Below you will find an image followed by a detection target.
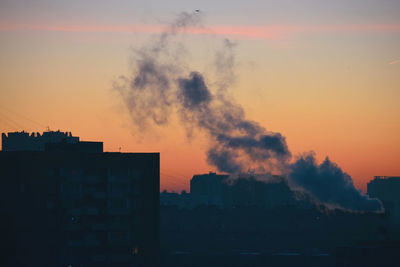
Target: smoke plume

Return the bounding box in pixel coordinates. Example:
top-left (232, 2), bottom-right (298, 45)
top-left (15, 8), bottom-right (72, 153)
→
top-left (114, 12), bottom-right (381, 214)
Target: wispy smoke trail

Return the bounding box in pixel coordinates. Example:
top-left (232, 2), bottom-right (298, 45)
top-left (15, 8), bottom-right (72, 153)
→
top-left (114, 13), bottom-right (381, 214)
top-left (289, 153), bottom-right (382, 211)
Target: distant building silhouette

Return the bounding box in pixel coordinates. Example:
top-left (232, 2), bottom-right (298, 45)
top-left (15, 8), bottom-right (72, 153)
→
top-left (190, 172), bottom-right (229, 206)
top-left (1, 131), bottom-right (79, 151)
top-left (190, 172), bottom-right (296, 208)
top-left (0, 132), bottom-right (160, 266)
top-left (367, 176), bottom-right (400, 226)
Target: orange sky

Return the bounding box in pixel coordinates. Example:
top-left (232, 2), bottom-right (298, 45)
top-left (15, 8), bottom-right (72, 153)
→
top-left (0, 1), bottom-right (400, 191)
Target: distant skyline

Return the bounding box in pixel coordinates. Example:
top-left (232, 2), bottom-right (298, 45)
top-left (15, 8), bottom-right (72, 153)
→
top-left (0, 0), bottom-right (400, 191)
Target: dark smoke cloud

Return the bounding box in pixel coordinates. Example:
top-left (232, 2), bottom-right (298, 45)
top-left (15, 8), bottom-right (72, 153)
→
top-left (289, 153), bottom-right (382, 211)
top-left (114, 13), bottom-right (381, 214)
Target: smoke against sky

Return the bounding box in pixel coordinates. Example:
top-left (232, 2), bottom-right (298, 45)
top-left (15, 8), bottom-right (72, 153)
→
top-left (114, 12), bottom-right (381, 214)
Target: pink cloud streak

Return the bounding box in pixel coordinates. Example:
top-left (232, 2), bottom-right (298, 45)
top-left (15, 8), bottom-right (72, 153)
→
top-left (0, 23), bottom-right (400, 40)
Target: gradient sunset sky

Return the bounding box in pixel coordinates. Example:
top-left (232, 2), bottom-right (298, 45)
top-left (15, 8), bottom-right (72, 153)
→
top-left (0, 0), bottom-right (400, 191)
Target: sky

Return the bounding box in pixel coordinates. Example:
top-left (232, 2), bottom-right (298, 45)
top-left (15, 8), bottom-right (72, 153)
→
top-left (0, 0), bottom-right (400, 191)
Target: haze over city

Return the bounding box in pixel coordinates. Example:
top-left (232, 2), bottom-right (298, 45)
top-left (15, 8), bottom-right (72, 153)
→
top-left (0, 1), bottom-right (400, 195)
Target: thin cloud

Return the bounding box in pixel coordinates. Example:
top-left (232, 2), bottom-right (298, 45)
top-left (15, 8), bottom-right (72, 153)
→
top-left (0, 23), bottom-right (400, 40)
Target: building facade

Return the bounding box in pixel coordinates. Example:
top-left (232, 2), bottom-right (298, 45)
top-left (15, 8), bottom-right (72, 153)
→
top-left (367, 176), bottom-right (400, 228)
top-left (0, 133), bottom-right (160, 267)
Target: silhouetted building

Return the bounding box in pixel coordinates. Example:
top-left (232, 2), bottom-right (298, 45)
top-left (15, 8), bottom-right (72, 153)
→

==*==

WORK TO COMPLETE -> Please render all the records above as a Markdown table with the columns Row and Line, one row per line and blank lines skipped. Leave the pictures out.

ANSWER IN FULL ->
| Row | Line |
|---|---|
| 1 | Below you will find an image followed by a detection target. |
| 2 | Target: smoke plume |
| 3 | Return the bounding box in pixel coordinates. Example: |
| 4 | top-left (232, 2), bottom-right (298, 45) |
| 5 | top-left (15, 8), bottom-right (72, 153) |
| 6 | → |
| 7 | top-left (114, 12), bottom-right (381, 214) |
| 8 | Target: wispy smoke trail |
| 9 | Return the bounding box in pixel coordinates. Example: |
| 10 | top-left (232, 2), bottom-right (298, 45) |
| 11 | top-left (15, 8), bottom-right (72, 153) |
| 12 | → |
| 13 | top-left (114, 13), bottom-right (381, 214) |
| 14 | top-left (289, 153), bottom-right (382, 211) |
| 15 | Target: distant building silhouette |
| 16 | Return the bounding box in pixel coordinates. Example: |
| 17 | top-left (232, 2), bottom-right (298, 45) |
| 18 | top-left (15, 8), bottom-right (72, 153) |
| 19 | → |
| 20 | top-left (190, 172), bottom-right (229, 206) |
| 21 | top-left (1, 131), bottom-right (79, 151) |
| 22 | top-left (190, 172), bottom-right (296, 208) |
| 23 | top-left (0, 132), bottom-right (160, 266) |
| 24 | top-left (367, 176), bottom-right (400, 226) |
| 25 | Target: orange sky |
| 26 | Return the bounding box in pixel coordinates. Example: |
| 27 | top-left (232, 2), bottom-right (298, 45) |
| 28 | top-left (15, 8), bottom-right (72, 153) |
| 29 | → |
| 30 | top-left (0, 1), bottom-right (400, 191) |
| 31 | Target: distant skyline |
| 32 | Return the bounding box in pixel coordinates. Example: |
| 33 | top-left (232, 2), bottom-right (298, 45) |
| 34 | top-left (15, 8), bottom-right (72, 153) |
| 35 | → |
| 36 | top-left (0, 0), bottom-right (400, 191) |
| 37 | Target: dark smoke cloud |
| 38 | Return the bounding box in pixel coordinates. Example: |
| 39 | top-left (232, 2), bottom-right (298, 45) |
| 40 | top-left (15, 8), bottom-right (72, 153) |
| 41 | → |
| 42 | top-left (289, 153), bottom-right (382, 211) |
| 43 | top-left (114, 13), bottom-right (381, 214) |
| 44 | Target: smoke against sky |
| 45 | Return the bounding box in pixel coordinates. Example: |
| 46 | top-left (232, 2), bottom-right (298, 45) |
| 47 | top-left (15, 8), bottom-right (72, 153) |
| 48 | → |
| 49 | top-left (114, 12), bottom-right (381, 214) |
| 50 | Target: pink cloud streak |
| 51 | Return the bounding box in pixel coordinates. Example: |
| 52 | top-left (232, 2), bottom-right (298, 45) |
| 53 | top-left (15, 8), bottom-right (72, 153) |
| 54 | → |
| 55 | top-left (0, 23), bottom-right (400, 40) |
| 56 | Target: gradient sunset sky |
| 57 | Return the bounding box in pixel coordinates. Example: |
| 58 | top-left (232, 2), bottom-right (298, 45) |
| 59 | top-left (15, 8), bottom-right (72, 153) |
| 60 | → |
| 61 | top-left (0, 0), bottom-right (400, 191) |
| 62 | Target: sky |
| 63 | Return the bounding box in pixel coordinates. Example: |
| 64 | top-left (232, 2), bottom-right (298, 45) |
| 65 | top-left (15, 8), bottom-right (72, 153) |
| 66 | → |
| 67 | top-left (0, 0), bottom-right (400, 191) |
| 68 | Target: haze over city |
| 69 | Return the bounding box in pixel coordinates. Example: |
| 70 | top-left (232, 2), bottom-right (298, 45) |
| 71 | top-left (15, 8), bottom-right (72, 153) |
| 72 | → |
| 73 | top-left (0, 1), bottom-right (400, 195) |
| 74 | Target: thin cloud |
| 75 | Return the bounding box in pixel coordinates. Example: |
| 76 | top-left (232, 2), bottom-right (298, 45) |
| 77 | top-left (15, 8), bottom-right (72, 153) |
| 78 | → |
| 79 | top-left (0, 23), bottom-right (400, 40) |
| 80 | Target: building facade |
| 81 | Return the bounding box in pixel coordinates. Example: |
| 82 | top-left (232, 2), bottom-right (298, 45) |
| 83 | top-left (15, 8), bottom-right (72, 153) |
| 84 | → |
| 85 | top-left (367, 176), bottom-right (400, 228) |
| 86 | top-left (0, 133), bottom-right (160, 267) |
| 87 | Target: silhouetted building |
| 88 | Return the bounding box in pixel coordinates. Example: |
| 89 | top-left (232, 2), bottom-right (298, 45) |
| 90 | top-left (15, 8), bottom-right (72, 153) |
| 91 | → |